課題 1 :: 抜粋の「為替の教科書では」で始まる段落を、主な事実を残したまま短く書き直せますか。

抜粋 ::
##########
過去のドル/円相場は概ね、米国の金利上昇サイクルの後半と金利低下サイクルの前半がドル買いの投資タイミングとなっている。これをもう少し詳細にみると下のチャートの(1)が金利上昇サイクルの前半、(2)が金利上昇サイクルの後半、(3)が金利低下サイクルの前半、(4)が金利低下サイクルの後半で、ドルが上昇している局面は(2)の金利上昇サイクルの後半と(3)の金利低下サイクルの前半である。

ドル/円相場と金利循環


(出所:石原順、ブルームバーグ)

さて、我々が現在みているドル/円相場は(4)の金利低下サイクルの後半という循環のなかにある。したがって過去の経験則からみると相場の大局観はドル安である。(4)の金利低下サイクルの後半のあとには(1)の金利上昇サイクルの前半が到来するが、この(1)の時期はドルの急落をみることが多い。ドル/円相場の大底はこの(1)の時期(2010~2012年あたりか・・)までつけないのではないかと筆者は考えている。

(3)の金利低下サイクルの前半と(4)の金利低下サイクルの後半になぜドルが上がっているのかというと、米国の金利が他国に対して相対的に高い時期だからである。それ以外の理由はない。

為替の教科書では、実質金利(インフレ率を引いたもの)の動向によってドル/円相場が動いているという解説をよく見かける。筆者はスタグフレーション(不景気下の物価高)のような悪性インフレ期であっても、名目金利さえ上がればドルは上昇するとみている。それはスタグフレーションで米国の短期金利が 20%を記録した米国の大不況期である1980年代の名目金利とドルの動きをみれば明らかであろう。

結局、米国の金利が他国に比べて相対的に低いときは、ドルは上がりにくいということである。向こう1~3年のドル/円相場を考える上で、上記のポイントはきっちり押さえておきたい。

2009年のドル/円相場は、オバマ政権への期待感とドル高・株高という1月の季節要因からくるバイアスでドル高スタートとなったが、早くも暗雲が垂れ込めてきている。筆者の周辺では「戎(えびす)天井だ」と弱気の声が多いが、現在のドルや株の押し目(下落の)の度合いが浅ければ、調整後、もう一段の上昇相場があるのではないかと思われる。ドル/円でいえば1ドル=90円をキープできるか否かがポイントとなるだろう。少なくともオバマ大統領就任の1 月20日、あるいは節分天井くらいまで株もドルもリバウンドしてくれないと、相場の先が読みにくくなる。
##########
データ ::

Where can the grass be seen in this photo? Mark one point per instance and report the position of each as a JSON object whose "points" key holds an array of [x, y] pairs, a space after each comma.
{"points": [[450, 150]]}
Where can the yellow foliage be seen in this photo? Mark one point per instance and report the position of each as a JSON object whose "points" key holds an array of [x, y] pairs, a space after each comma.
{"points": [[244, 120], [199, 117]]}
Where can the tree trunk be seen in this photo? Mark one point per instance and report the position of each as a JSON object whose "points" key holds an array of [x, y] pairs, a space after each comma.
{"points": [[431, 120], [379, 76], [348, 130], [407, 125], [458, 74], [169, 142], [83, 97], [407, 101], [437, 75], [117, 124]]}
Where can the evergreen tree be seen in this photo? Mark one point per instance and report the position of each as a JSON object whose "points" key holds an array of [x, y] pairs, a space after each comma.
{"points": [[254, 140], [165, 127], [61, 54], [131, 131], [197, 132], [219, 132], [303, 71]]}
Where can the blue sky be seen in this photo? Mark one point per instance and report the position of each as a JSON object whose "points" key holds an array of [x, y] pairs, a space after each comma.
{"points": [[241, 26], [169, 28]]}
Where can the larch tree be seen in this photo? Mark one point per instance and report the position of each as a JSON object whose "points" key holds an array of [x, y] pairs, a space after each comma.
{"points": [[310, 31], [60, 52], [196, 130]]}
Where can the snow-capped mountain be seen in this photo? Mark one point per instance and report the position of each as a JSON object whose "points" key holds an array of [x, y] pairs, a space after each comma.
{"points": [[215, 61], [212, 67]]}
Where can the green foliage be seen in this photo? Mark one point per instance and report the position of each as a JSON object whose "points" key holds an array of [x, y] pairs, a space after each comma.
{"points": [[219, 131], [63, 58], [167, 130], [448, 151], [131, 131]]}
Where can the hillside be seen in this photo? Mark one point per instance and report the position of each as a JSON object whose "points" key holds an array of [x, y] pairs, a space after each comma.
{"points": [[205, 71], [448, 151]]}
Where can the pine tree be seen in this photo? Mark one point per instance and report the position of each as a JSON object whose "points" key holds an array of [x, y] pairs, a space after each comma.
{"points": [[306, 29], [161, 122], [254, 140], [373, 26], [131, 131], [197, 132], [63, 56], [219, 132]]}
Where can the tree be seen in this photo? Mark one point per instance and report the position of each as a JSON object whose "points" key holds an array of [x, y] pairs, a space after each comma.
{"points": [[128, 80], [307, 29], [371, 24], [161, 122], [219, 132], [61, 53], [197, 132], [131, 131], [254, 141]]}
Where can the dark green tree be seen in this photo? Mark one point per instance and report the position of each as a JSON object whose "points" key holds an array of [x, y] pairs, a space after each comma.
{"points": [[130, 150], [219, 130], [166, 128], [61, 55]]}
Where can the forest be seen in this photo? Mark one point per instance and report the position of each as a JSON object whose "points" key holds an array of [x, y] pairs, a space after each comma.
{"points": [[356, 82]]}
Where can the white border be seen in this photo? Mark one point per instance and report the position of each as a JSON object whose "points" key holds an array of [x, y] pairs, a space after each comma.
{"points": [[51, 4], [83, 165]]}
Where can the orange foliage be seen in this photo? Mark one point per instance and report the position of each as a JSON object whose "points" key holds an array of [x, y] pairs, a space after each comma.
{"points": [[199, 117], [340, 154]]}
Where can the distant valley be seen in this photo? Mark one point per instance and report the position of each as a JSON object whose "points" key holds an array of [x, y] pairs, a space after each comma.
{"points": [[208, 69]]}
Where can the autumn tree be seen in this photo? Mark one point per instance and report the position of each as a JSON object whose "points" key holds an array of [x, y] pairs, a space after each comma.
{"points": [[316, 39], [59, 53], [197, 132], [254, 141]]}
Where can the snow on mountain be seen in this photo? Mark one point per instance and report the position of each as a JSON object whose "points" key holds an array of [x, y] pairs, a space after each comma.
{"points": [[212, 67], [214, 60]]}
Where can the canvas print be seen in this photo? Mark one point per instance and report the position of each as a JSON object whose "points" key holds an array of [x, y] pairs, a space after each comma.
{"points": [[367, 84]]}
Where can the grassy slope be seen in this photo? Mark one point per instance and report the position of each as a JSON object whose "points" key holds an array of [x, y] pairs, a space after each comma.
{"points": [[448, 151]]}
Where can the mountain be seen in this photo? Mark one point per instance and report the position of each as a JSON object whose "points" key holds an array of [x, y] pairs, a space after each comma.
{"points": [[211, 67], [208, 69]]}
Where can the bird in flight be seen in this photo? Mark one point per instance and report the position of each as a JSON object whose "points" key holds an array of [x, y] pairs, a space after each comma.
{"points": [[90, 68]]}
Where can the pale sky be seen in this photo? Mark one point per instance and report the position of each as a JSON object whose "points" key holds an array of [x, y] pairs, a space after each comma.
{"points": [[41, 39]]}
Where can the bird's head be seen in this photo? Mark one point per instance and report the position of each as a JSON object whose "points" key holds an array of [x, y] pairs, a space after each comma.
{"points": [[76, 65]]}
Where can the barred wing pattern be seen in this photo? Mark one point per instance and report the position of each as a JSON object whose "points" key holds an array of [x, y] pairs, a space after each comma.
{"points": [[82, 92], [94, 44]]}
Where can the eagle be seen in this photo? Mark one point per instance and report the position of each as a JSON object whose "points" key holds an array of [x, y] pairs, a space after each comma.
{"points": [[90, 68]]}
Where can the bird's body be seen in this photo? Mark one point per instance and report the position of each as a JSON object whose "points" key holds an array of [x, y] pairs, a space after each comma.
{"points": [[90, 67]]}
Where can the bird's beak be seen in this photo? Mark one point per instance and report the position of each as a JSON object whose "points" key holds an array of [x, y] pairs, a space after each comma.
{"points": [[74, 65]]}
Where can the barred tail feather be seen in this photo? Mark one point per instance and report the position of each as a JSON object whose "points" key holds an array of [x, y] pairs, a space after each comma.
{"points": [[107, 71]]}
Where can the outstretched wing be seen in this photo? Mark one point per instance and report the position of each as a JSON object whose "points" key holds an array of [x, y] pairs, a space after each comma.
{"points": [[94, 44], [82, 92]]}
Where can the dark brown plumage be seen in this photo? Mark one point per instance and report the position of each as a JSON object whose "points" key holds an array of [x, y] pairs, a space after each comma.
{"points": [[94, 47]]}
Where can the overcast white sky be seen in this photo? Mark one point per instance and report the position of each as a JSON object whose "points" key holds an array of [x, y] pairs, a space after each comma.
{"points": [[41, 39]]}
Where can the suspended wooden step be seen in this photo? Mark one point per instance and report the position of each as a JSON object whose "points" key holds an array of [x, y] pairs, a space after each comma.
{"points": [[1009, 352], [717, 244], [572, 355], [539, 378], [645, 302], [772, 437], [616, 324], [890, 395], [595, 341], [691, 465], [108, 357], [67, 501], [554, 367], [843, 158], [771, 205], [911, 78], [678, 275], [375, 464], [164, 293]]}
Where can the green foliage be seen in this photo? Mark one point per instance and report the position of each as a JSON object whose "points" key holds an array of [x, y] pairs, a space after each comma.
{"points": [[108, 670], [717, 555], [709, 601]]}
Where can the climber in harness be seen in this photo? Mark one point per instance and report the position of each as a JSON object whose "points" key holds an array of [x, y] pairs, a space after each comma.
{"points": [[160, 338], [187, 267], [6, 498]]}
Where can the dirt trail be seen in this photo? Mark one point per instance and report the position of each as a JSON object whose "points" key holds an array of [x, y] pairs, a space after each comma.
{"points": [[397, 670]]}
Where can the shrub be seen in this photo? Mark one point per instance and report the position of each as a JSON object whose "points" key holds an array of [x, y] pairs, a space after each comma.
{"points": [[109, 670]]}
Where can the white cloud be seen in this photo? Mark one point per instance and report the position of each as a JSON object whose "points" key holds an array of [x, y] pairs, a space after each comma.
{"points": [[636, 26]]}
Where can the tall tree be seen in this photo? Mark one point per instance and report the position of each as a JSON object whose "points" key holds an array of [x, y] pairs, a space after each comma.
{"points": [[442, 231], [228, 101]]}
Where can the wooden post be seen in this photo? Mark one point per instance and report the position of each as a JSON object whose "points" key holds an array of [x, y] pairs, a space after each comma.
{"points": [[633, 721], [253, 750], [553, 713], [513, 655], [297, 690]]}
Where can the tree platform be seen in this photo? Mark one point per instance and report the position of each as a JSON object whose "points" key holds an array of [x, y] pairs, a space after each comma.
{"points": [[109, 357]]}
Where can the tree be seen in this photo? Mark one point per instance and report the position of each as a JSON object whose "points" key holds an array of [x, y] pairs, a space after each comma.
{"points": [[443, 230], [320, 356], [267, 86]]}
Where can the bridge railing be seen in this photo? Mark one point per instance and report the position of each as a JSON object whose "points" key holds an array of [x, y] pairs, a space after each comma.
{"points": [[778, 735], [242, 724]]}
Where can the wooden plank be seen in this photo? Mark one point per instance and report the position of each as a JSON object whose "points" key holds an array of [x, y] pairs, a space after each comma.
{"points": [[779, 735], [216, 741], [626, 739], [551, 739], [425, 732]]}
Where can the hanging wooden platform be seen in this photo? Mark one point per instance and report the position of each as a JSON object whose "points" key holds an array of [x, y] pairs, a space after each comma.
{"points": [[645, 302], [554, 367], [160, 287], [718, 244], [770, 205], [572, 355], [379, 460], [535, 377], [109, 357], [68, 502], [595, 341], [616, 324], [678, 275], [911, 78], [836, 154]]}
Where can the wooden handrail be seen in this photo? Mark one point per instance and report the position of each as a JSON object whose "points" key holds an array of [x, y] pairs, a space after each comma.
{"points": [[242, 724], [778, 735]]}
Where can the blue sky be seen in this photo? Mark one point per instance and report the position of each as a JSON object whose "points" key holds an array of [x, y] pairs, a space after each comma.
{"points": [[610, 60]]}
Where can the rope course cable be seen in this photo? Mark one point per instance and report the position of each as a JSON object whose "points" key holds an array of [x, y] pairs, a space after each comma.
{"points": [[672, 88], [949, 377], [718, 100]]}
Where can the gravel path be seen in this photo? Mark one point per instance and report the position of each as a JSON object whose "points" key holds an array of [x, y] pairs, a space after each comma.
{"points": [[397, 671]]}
##########
課題 2 :: 一覧から、文字列「wing」を含む行をすべて抜き出せますか。大文字と小文字は区別してください。

回答全文 1 :: 教科書ではドル/円相場は実質金利（インフレ率を引いたもの）で動くと説明されがちだが、筆者はスタグフレーションのような悪性インフレ期でも名目金利が上がればドルは上昇するとみる。根拠は、短期金利が20%を記録した1980年代の米国大不況期における名目金利とドルの動きである。

回答全文 2 ::
Where can the barred wing pattern be seen in this photo? Mark one point per instance and report the position of each as a JSON object whose "points" key holds an array of [x, y] pairs, a space after each comma.
Where can the outstretched wing be seen in this photo? Mark one point per instance and report the position of each as a JSON object whose "points" key holds an array of [x, y] pairs, a space after each comma.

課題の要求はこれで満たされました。